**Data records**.
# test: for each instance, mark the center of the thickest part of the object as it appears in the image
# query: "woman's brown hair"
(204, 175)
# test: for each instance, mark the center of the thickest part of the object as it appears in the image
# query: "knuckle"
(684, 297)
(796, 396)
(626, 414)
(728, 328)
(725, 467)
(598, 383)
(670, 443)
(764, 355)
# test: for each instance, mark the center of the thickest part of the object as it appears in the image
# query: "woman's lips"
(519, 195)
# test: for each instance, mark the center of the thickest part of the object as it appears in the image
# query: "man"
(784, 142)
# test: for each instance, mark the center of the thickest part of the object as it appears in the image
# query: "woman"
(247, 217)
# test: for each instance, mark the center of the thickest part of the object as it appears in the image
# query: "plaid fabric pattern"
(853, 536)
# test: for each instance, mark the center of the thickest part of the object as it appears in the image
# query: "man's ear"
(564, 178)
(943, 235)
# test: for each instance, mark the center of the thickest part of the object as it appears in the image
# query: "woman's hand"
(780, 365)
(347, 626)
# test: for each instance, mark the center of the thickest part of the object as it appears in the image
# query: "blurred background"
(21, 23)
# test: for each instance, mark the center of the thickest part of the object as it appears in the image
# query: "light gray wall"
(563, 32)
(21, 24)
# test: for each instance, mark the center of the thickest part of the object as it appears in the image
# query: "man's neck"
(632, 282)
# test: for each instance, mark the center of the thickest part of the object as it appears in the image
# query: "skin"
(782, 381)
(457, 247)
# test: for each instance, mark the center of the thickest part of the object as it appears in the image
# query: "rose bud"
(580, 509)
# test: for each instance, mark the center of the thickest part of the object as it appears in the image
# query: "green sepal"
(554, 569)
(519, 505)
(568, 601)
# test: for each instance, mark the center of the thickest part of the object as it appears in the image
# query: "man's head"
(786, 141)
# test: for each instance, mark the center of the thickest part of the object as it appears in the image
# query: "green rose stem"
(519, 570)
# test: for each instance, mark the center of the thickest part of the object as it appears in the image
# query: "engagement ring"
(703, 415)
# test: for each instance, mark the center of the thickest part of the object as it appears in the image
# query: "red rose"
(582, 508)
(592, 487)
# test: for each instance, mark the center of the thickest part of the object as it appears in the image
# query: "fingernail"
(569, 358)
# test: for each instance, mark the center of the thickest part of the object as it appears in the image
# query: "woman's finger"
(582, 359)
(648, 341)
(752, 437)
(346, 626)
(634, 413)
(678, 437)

**WHAT THIS TASK INVOLVES**. Every line of data must be returned unchanged.

**RESULT OF THE EXERCISE**.
# test: for each instance, mark the center of the thickest part of the object as it appears in the image
# query: "woman's brown hair"
(204, 175)
# test: for each instance, mark the center of the thickest part of the object as it appears in the image
# query: "knuckle"
(684, 297)
(796, 396)
(626, 414)
(728, 328)
(725, 467)
(598, 383)
(670, 443)
(764, 355)
# test: for each instance, mark the center of the thickest part of the object as it appears in the image
# query: "woman's lips"
(519, 195)
# test: for each instance, mark the center of the thickest part of the object as it appears in the image
# query: "man"
(784, 142)
# test: for each instance, mark the center of the thickest part of the object as it appears in the image
# query: "woman"
(247, 217)
# test: for each instance, mark the center of the thickest part of the object as it appears in the image
# query: "plaid fabric pattern"
(853, 536)
# test: for each instance, mark the center of the thickest part of the object as it appears in the image
# query: "man's ear"
(564, 178)
(943, 235)
# test: for each instance, mark the center of the thickest part of the object as it appears in the image
# query: "woman's hand"
(780, 365)
(347, 626)
# test: for each instance, mark the center of the thickest part of the object as it appears in the image
# query: "blurred background"
(21, 23)
# test: for each instance, mark the center of the thickest part of the object as it appears in the image
# query: "light gray wall"
(563, 32)
(21, 24)
# test: for each instance, mark the center of the thickest part of the object as it appears in the image
# query: "man's neck"
(632, 282)
# test: for each instance, mark the center of the thickest part of the object as it appears in the image
# query: "skin"
(782, 381)
(457, 247)
# test: for each instance, mark the center of the thickest part of the object as it appears in the image
# query: "rose bud"
(580, 509)
# test: for each instance, mark the center of the thickest part of the object as it appears in the image
# query: "green sepal"
(554, 569)
(519, 505)
(568, 601)
# test: for each instance, mark the center of the thickest part of the object as it appears in the image
# query: "man's head"
(786, 141)
# test: for each instance, mark the center of the thickest part of the object as it appears in the image
# query: "green rose stem"
(519, 570)
# test: for each instance, mark the center of the thickest part of the object as it appears in the image
# query: "engagement ring"
(703, 415)
# test: for each instance, mark the center of the thickest part of the object as it appears in the image
# query: "red rose"
(582, 508)
(592, 487)
# test: for each instance, mark the center of the thickest part of the object as it appears in the image
# query: "fingernail"
(569, 358)
# test: for each instance, mark the center of the thickest part of the object as it appears in the image
# query: "woman's finger"
(582, 359)
(648, 341)
(752, 437)
(346, 626)
(634, 413)
(678, 437)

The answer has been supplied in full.